• _Instructions to follow_:
Could you rewrite the stretch of the listing below that opens with the line containing "the pond water." and runs through the end of the listing as a Markdown table with the columns Number and Entry? Number each line, and leave out any blank lines.

==================================================

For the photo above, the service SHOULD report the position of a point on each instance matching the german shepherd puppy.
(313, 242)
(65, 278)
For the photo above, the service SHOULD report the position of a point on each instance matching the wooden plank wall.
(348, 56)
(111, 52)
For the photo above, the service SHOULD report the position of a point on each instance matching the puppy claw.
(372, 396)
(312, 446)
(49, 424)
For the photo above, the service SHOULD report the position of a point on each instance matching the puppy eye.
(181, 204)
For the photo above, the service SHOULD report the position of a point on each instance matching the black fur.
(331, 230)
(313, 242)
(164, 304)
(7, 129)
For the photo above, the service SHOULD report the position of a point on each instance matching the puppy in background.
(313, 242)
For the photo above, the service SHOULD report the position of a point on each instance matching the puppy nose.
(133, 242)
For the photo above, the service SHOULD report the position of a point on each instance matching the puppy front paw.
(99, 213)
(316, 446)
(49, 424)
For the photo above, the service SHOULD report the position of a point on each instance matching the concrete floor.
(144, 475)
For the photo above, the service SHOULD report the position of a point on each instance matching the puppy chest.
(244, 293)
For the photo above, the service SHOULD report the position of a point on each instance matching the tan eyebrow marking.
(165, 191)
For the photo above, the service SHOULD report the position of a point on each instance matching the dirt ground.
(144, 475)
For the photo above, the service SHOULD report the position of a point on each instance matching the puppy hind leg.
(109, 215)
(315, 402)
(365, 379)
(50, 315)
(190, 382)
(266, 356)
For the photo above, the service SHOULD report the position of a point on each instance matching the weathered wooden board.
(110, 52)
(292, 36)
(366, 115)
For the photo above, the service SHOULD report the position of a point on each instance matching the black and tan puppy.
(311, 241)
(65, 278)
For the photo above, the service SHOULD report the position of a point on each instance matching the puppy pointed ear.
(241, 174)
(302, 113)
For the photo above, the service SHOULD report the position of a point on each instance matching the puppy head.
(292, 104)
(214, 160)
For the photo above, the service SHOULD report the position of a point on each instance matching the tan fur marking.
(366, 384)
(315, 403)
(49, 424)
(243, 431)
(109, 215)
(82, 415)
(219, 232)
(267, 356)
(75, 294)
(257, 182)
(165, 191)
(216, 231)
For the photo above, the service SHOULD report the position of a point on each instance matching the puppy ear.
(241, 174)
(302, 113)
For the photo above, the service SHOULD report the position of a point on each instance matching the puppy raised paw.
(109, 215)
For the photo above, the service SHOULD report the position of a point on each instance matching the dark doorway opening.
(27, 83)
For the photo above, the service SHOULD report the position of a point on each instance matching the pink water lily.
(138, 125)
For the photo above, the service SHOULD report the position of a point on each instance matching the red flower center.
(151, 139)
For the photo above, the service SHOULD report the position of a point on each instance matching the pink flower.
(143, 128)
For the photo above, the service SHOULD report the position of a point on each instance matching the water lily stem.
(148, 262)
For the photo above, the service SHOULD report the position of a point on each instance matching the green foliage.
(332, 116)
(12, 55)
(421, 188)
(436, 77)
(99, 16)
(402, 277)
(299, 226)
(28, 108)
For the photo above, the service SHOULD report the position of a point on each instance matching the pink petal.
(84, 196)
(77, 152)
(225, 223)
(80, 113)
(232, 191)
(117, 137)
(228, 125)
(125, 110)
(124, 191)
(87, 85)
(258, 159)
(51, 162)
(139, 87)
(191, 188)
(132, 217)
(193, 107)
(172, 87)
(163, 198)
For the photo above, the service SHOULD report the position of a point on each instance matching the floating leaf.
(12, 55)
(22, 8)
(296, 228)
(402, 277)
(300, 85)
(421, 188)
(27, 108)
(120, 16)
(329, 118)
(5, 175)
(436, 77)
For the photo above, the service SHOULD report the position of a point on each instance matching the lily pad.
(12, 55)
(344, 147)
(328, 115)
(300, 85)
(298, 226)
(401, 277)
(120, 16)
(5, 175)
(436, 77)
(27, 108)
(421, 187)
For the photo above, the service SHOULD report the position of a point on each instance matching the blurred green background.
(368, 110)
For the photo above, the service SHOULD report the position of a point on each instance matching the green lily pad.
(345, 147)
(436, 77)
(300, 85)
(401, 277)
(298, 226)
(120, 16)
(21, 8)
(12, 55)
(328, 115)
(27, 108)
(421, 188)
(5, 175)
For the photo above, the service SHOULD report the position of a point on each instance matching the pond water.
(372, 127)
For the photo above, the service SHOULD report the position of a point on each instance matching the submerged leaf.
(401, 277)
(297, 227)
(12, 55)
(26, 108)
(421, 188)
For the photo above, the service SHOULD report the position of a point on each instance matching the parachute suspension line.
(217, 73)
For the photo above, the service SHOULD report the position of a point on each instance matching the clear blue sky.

==================================================

• _Answer to the exercise_:
| Number | Entry |
|---|---|
| 1 | For the photo above, the service SHOULD report the position of a point on each instance matching the pond water. |
| 2 | (372, 127) |
| 3 | For the photo above, the service SHOULD report the position of a point on each instance matching the submerged leaf. |
| 4 | (401, 277) |
| 5 | (297, 227) |
| 6 | (12, 55) |
| 7 | (26, 108) |
| 8 | (421, 188) |
| 9 | For the photo above, the service SHOULD report the position of a point on each instance matching the parachute suspension line. |
| 10 | (217, 73) |
| 11 | For the photo above, the service SHOULD report the position of a point on each instance matching the clear blue sky. |